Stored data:
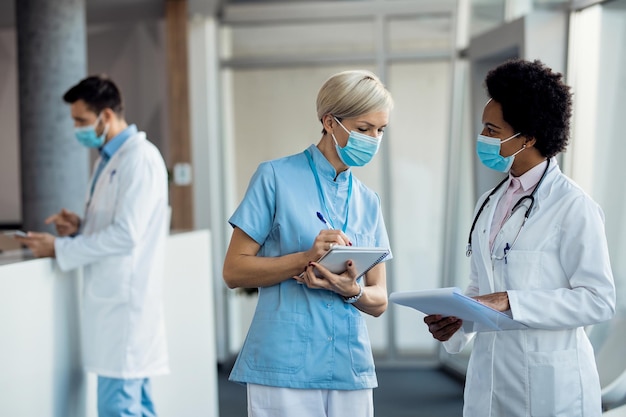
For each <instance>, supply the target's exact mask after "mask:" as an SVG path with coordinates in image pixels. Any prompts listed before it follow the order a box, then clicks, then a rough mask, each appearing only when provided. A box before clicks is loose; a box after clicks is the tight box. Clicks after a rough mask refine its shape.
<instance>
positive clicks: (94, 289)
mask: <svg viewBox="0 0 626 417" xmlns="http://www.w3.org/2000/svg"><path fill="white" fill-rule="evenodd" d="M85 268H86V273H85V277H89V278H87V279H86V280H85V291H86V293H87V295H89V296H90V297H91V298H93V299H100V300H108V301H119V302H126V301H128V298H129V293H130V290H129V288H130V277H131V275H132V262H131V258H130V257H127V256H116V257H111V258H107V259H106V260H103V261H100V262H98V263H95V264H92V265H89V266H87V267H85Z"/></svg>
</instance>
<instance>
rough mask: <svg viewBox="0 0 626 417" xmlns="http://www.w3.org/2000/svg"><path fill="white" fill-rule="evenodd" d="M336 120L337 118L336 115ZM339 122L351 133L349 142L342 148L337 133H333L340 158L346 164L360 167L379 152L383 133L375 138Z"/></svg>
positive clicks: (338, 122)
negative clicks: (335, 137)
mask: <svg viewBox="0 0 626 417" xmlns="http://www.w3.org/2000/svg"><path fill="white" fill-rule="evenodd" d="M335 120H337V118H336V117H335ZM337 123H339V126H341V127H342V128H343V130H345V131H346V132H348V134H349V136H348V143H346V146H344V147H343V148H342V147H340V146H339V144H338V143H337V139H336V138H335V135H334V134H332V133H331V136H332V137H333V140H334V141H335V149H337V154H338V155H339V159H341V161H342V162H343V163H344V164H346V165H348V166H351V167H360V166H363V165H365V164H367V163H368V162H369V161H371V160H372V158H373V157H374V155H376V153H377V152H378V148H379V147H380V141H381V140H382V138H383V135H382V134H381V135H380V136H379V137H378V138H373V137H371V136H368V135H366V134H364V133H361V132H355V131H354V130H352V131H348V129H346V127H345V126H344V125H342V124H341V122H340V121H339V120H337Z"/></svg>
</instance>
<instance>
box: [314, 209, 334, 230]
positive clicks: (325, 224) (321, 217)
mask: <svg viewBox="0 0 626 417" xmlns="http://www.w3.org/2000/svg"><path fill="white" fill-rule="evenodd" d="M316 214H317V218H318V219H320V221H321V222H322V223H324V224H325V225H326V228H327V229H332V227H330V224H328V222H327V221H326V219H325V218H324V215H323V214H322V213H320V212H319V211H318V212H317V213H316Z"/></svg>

==

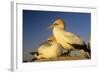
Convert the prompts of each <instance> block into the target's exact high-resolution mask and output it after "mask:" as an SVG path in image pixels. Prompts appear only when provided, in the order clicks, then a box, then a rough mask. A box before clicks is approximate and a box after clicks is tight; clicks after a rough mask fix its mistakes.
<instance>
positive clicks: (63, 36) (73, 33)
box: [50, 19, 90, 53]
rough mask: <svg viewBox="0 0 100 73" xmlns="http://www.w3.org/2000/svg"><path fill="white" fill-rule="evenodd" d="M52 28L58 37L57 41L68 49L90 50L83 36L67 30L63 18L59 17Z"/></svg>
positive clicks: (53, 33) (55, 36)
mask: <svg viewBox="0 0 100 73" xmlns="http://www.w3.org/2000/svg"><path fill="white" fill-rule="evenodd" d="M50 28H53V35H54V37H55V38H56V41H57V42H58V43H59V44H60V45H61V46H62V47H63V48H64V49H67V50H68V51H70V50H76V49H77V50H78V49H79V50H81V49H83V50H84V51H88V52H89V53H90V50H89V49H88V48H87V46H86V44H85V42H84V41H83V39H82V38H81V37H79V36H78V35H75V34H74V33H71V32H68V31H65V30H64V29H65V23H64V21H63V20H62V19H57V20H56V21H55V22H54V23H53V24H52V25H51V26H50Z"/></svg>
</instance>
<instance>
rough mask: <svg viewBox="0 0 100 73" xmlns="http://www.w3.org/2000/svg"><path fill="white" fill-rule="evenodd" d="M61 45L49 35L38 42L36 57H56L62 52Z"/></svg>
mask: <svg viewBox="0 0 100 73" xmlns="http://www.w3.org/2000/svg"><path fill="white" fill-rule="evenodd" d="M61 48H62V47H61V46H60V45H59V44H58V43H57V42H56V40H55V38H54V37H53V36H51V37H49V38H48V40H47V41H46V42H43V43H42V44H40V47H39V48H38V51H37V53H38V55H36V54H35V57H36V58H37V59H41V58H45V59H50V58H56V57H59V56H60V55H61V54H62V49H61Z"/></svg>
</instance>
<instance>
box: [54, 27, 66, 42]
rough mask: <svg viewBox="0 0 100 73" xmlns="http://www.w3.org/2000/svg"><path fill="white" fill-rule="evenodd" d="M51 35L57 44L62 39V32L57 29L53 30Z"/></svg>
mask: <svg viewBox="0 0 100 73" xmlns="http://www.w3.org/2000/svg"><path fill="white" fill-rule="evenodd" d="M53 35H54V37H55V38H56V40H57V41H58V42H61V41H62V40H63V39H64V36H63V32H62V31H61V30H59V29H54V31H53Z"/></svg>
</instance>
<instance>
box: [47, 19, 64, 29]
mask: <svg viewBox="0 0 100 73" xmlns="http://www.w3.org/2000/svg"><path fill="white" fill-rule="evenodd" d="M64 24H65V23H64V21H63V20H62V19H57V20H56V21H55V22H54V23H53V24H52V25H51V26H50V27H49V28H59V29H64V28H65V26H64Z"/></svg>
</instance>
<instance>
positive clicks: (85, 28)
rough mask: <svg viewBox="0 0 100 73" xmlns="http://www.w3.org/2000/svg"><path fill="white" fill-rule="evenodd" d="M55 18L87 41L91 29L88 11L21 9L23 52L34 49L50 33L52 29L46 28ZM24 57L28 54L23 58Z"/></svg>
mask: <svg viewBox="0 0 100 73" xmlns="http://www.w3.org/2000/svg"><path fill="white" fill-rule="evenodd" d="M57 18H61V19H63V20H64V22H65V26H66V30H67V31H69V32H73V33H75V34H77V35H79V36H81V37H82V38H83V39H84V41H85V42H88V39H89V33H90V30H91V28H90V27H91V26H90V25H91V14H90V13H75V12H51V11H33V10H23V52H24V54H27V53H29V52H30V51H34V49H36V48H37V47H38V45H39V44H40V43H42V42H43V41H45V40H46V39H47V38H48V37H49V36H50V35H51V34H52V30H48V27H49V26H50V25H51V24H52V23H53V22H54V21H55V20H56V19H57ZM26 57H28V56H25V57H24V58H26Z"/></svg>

YOUR OBJECTIVE: Copy out the lines above exactly, beginning at the one that contains "For each <instance>, supply" and ending at the one that contains "positive clicks: (338, 122)".

THE COMPLETED TASK:
For each <instance>, supply the target's exact mask after "mask:" as an SVG path with coordinates in image pixels. Any prompts listed before it follow the order a box, then clicks, then a rough mask, each appearing only when provided. A box before clicks is loose; a box after clicks is the tight box. Clicks after a rough mask refine its shape.
<instance>
positive clicks: (94, 289)
mask: <svg viewBox="0 0 626 417" xmlns="http://www.w3.org/2000/svg"><path fill="white" fill-rule="evenodd" d="M85 268H86V273H85V277H89V278H87V279H86V280H85V291H86V293H87V295H89V296H90V297H91V298H93V299H100V300H108V301H119V302H126V301H128V298H129V293H130V290H129V288H130V277H131V275H132V262H131V258H130V257H127V256H116V257H111V258H107V259H106V260H103V261H100V262H98V263H95V264H92V265H89V266H87V267H85Z"/></svg>
</instance>
<instance>
rough mask: <svg viewBox="0 0 626 417" xmlns="http://www.w3.org/2000/svg"><path fill="white" fill-rule="evenodd" d="M336 120L337 118L336 115ZM339 122L351 133L349 142L342 148L337 133H333L340 158L346 164L360 167L379 152L383 133L375 138Z"/></svg>
positive clicks: (338, 122)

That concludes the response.